======== DATA SHOWN

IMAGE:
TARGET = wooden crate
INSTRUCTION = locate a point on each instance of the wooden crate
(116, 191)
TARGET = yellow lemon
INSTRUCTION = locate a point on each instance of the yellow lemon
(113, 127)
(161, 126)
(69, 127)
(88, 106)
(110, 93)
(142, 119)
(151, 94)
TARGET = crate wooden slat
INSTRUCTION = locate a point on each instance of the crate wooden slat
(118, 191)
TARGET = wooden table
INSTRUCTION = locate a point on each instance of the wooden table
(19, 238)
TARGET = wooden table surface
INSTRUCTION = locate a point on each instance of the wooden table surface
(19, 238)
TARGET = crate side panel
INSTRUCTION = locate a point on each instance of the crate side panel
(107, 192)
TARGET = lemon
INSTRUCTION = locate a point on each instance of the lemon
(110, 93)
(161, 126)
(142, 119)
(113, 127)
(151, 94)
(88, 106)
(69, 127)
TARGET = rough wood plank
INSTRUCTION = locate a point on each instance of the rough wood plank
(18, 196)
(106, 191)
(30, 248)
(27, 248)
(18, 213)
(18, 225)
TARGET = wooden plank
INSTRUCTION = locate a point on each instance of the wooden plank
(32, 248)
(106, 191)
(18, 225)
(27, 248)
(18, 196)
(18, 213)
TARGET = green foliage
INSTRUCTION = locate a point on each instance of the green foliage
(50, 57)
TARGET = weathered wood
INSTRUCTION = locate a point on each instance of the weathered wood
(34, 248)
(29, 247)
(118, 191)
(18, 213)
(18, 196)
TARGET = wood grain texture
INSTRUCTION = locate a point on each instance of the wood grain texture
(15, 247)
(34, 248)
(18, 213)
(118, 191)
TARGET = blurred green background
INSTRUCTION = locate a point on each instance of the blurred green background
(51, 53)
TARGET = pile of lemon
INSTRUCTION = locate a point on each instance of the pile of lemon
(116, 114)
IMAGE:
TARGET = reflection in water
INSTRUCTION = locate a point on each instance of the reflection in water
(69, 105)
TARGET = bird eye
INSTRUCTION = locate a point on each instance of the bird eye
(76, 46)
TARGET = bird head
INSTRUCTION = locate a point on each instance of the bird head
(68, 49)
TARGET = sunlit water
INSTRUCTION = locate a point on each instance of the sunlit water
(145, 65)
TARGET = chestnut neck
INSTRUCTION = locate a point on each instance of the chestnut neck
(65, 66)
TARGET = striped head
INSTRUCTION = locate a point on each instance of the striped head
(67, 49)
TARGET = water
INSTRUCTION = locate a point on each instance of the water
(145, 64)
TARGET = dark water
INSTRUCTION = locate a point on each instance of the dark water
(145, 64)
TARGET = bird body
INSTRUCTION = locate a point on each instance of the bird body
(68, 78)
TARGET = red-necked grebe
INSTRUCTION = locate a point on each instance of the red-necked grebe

================

REQUIRED TASK
Each line of the material must be restated exactly.

EXERCISE RESULT
IMAGE:
TARGET = wooden crate
INSTRUCTION = locate a point on each instance of the wooden crate
(116, 191)
TARGET = yellow lemon
INSTRUCTION = locate a point on each instance of the yellow lemon
(113, 127)
(161, 126)
(69, 127)
(88, 106)
(110, 93)
(142, 119)
(151, 94)
TARGET = crate wooden slat
INSTRUCTION = locate a point on each instance of the crate wooden slat
(118, 191)
TARGET = wooden table
INSTRUCTION = locate a point on each instance of the wooden table
(19, 238)
TARGET = wooden table surface
INSTRUCTION = locate a point on each instance of the wooden table surface
(19, 238)
TARGET = crate side panel
INSTRUCTION = locate a point on each instance of the crate side panel
(107, 192)
TARGET = lemon
INSTRUCTION = locate a point on each instance of the lemon
(110, 93)
(161, 126)
(142, 119)
(113, 127)
(151, 94)
(88, 106)
(69, 127)
TARGET = rough wood plank
INSTRUCTION = locate a point on each instance of the rough wood plank
(18, 196)
(106, 191)
(30, 248)
(27, 248)
(18, 213)
(18, 225)
TARGET = wooden plank
INSTRUCTION = locate a point on each instance of the wooden plank
(32, 248)
(106, 191)
(18, 225)
(27, 248)
(18, 196)
(18, 213)
TARGET = green foliage
INSTRUCTION = locate a point on each instance of the green foliage
(50, 57)
TARGET = weathered wood
INSTRUCTION = locate a point on each instance of the weathered wood
(34, 248)
(29, 247)
(118, 191)
(18, 213)
(18, 196)
TARGET = wood grain texture
INSTRUCTION = locate a point on each instance of the wood grain texture
(15, 247)
(34, 248)
(18, 213)
(118, 191)
TARGET = blurred green background
INSTRUCTION = locate a point on each instance of the blurred green background
(51, 53)
TARGET = pile of lemon
INSTRUCTION = locate a point on each instance of the pile of lemon
(116, 114)
IMAGE:
TARGET = reflection in water
INSTRUCTION = locate a point on each instance of the reflection in water
(69, 105)
TARGET = bird eye
INSTRUCTION = locate a point on each instance of the bird eye
(76, 46)
TARGET = bird head
INSTRUCTION = locate a point on each instance of the bird head
(68, 49)
TARGET = sunlit water
INSTRUCTION = locate a point on each instance of the sunlit water
(145, 65)
TARGET = chestnut neck
INSTRUCTION = locate a point on each instance of the chestnut neck
(65, 66)
TARGET = striped head
INSTRUCTION = locate a point on each instance of the striped head
(67, 49)
TARGET = water
INSTRUCTION = locate a point on each instance of the water
(145, 64)
TARGET = dark water
INSTRUCTION = locate a point on each instance of the dark water
(145, 64)
TARGET = bird body
INSTRUCTION = locate a point on each instance of the bird body
(68, 78)
TARGET = red-necked grebe
INSTRUCTION = locate a point on each instance of the red-necked grebe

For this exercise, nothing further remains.